(Entries from a point annotation set)
•••••
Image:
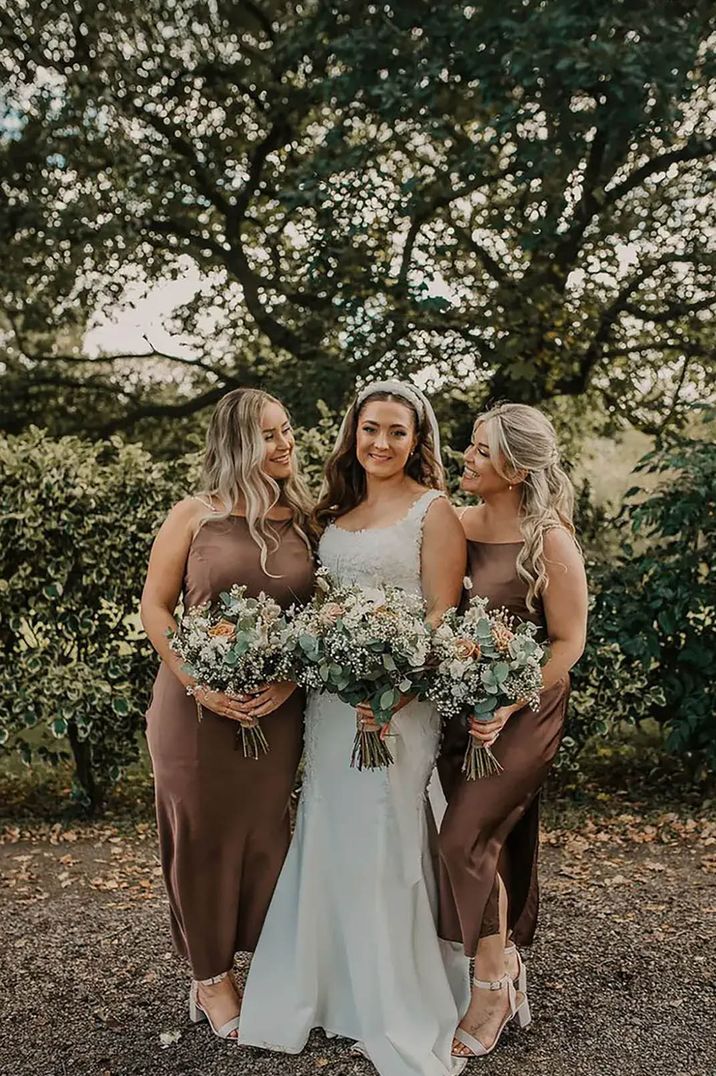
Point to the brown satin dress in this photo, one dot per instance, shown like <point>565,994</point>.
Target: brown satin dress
<point>223,820</point>
<point>492,825</point>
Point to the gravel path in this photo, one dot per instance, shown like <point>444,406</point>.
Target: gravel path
<point>621,973</point>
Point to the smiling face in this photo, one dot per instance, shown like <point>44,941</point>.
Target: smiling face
<point>479,475</point>
<point>279,442</point>
<point>385,437</point>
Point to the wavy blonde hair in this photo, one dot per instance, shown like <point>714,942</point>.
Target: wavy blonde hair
<point>344,482</point>
<point>521,439</point>
<point>233,469</point>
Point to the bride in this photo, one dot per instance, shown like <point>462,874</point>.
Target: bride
<point>349,943</point>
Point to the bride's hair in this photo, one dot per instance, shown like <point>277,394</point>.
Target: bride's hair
<point>344,481</point>
<point>522,439</point>
<point>233,469</point>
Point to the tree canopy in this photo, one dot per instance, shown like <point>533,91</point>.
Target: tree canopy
<point>508,198</point>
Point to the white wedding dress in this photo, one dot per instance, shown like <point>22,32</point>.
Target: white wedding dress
<point>350,943</point>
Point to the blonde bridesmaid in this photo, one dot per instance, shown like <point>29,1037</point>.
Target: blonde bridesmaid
<point>522,555</point>
<point>223,819</point>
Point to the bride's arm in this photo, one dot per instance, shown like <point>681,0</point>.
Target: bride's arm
<point>444,560</point>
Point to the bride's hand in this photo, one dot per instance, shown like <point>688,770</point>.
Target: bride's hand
<point>366,719</point>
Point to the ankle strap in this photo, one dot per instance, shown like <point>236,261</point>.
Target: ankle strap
<point>213,980</point>
<point>505,980</point>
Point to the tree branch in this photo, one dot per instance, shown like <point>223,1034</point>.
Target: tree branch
<point>691,151</point>
<point>164,410</point>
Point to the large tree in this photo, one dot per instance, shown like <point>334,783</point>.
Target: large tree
<point>511,196</point>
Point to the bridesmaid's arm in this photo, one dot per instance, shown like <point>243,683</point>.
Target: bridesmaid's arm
<point>164,581</point>
<point>565,603</point>
<point>444,560</point>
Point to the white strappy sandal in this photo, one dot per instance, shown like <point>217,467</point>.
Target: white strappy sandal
<point>518,1011</point>
<point>521,977</point>
<point>197,1014</point>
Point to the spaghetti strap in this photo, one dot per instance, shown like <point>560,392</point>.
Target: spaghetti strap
<point>419,507</point>
<point>207,504</point>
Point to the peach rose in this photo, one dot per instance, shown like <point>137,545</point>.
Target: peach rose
<point>502,636</point>
<point>332,611</point>
<point>465,649</point>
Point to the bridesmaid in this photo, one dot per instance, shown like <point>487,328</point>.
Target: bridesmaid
<point>223,819</point>
<point>522,555</point>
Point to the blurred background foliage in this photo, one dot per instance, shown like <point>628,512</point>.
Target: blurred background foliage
<point>501,200</point>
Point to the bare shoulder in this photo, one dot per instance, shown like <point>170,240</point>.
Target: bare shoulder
<point>441,513</point>
<point>185,515</point>
<point>561,548</point>
<point>471,520</point>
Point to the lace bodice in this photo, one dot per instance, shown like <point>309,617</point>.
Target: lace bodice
<point>379,554</point>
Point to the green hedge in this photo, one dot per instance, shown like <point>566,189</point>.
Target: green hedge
<point>651,648</point>
<point>76,521</point>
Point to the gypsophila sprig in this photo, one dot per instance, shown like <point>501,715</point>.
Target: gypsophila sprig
<point>236,647</point>
<point>480,661</point>
<point>364,645</point>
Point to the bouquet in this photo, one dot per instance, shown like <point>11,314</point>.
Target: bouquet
<point>479,662</point>
<point>364,645</point>
<point>236,646</point>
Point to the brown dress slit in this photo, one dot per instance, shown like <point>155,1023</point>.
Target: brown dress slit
<point>223,819</point>
<point>491,825</point>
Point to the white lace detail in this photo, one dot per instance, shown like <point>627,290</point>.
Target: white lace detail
<point>360,868</point>
<point>379,554</point>
<point>371,556</point>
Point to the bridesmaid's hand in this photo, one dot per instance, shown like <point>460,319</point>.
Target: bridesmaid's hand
<point>487,732</point>
<point>222,704</point>
<point>267,699</point>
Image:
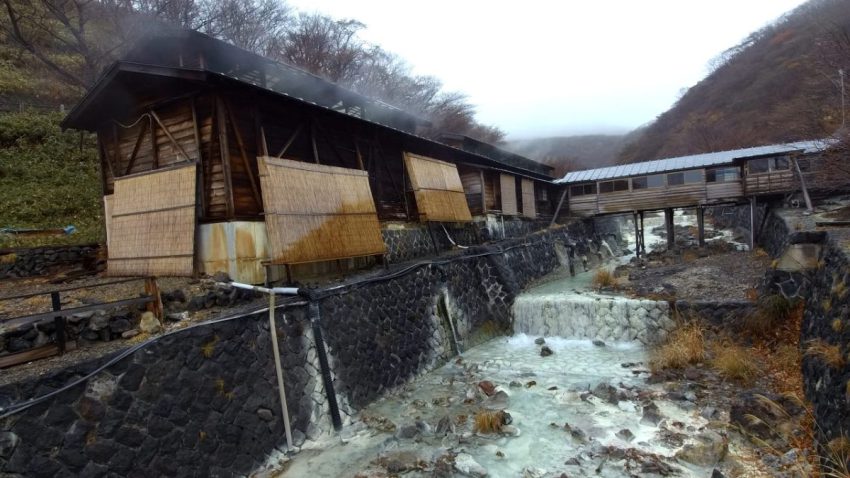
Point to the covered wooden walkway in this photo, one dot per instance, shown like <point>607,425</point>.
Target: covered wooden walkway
<point>698,181</point>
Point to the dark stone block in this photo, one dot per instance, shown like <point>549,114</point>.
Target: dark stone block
<point>130,436</point>
<point>60,416</point>
<point>159,427</point>
<point>132,378</point>
<point>100,451</point>
<point>121,461</point>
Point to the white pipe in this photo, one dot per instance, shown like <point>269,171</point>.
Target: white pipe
<point>265,290</point>
<point>275,349</point>
<point>279,371</point>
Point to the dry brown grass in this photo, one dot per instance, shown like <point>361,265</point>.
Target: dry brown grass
<point>487,421</point>
<point>827,353</point>
<point>604,278</point>
<point>735,363</point>
<point>684,346</point>
<point>771,312</point>
<point>689,256</point>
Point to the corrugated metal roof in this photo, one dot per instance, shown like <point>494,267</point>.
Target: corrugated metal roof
<point>692,161</point>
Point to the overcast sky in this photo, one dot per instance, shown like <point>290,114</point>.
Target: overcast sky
<point>542,68</point>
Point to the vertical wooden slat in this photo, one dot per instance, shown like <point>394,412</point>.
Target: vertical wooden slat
<point>244,155</point>
<point>225,155</point>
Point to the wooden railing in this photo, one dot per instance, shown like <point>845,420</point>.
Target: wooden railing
<point>151,299</point>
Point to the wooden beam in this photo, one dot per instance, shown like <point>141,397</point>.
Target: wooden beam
<point>259,132</point>
<point>154,149</point>
<point>359,155</point>
<point>225,155</point>
<point>254,188</point>
<point>168,134</point>
<point>290,140</point>
<point>483,192</point>
<point>336,151</point>
<point>131,161</point>
<point>558,209</point>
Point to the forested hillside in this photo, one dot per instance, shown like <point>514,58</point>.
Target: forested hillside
<point>51,51</point>
<point>781,83</point>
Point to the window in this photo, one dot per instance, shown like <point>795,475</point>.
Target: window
<point>764,165</point>
<point>759,166</point>
<point>693,176</point>
<point>583,190</point>
<point>675,179</point>
<point>644,182</point>
<point>722,175</point>
<point>685,177</point>
<point>614,186</point>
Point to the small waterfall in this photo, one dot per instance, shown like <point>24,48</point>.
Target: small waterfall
<point>579,316</point>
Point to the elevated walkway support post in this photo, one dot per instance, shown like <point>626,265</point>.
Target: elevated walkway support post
<point>671,231</point>
<point>753,223</point>
<point>701,226</point>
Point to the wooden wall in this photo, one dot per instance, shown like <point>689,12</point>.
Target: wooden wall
<point>473,185</point>
<point>507,188</point>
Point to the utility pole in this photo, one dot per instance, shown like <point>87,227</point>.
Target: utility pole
<point>841,80</point>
•••••
▶ [Problem requirements] Edit the records in the stretch that starts at the line containing "Point to the bridesmaid in" and ends after the line containing "<point>267,699</point>": reproduce only those lines, replacing every "bouquet" with "posy" and changing nothing else.

▶ [Final result]
Point to the bridesmaid in this photo, one dot per instance, shown like <point>487,328</point>.
Target: bridesmaid
<point>223,819</point>
<point>522,555</point>
Point to the blurred background foliage in this photo, one dot per instance, shown like <point>628,512</point>.
Target: blurred background foliage
<point>501,200</point>
Point to the bare shoulder in this photo, one dot per instance, shown like <point>170,240</point>.
Target: bare shoulder
<point>441,513</point>
<point>185,515</point>
<point>561,548</point>
<point>471,520</point>
Point to the lace bodice in this photo, one dot per instance, shown like <point>309,617</point>.
Target: lace bodice
<point>379,554</point>
Point to the green hedge in this photo, one dot per instance, shown like <point>566,189</point>.
Target: green hedge
<point>651,648</point>
<point>76,521</point>
Point to the gypsophila sprig in this photo, one dot per instance, shown like <point>501,715</point>.
Target: gypsophila sprig
<point>236,647</point>
<point>480,661</point>
<point>364,645</point>
Point to the posy in this photo, one dot per instance, shown like <point>11,314</point>.
Target: posy
<point>479,662</point>
<point>364,645</point>
<point>236,646</point>
Point to the brown dress slit in this photo, one dot per instance, shown like <point>155,1023</point>.
Target: brown dress slit
<point>223,819</point>
<point>491,825</point>
Point to the white lace detail in this photo, one dot per instance, shown like <point>627,290</point>.
Target: white lace detail
<point>360,868</point>
<point>379,554</point>
<point>371,556</point>
Point to the bridesmaid's hand in this photo, one dot per instance, shown like <point>460,319</point>.
Target: bridesmaid's hand
<point>487,732</point>
<point>222,704</point>
<point>267,699</point>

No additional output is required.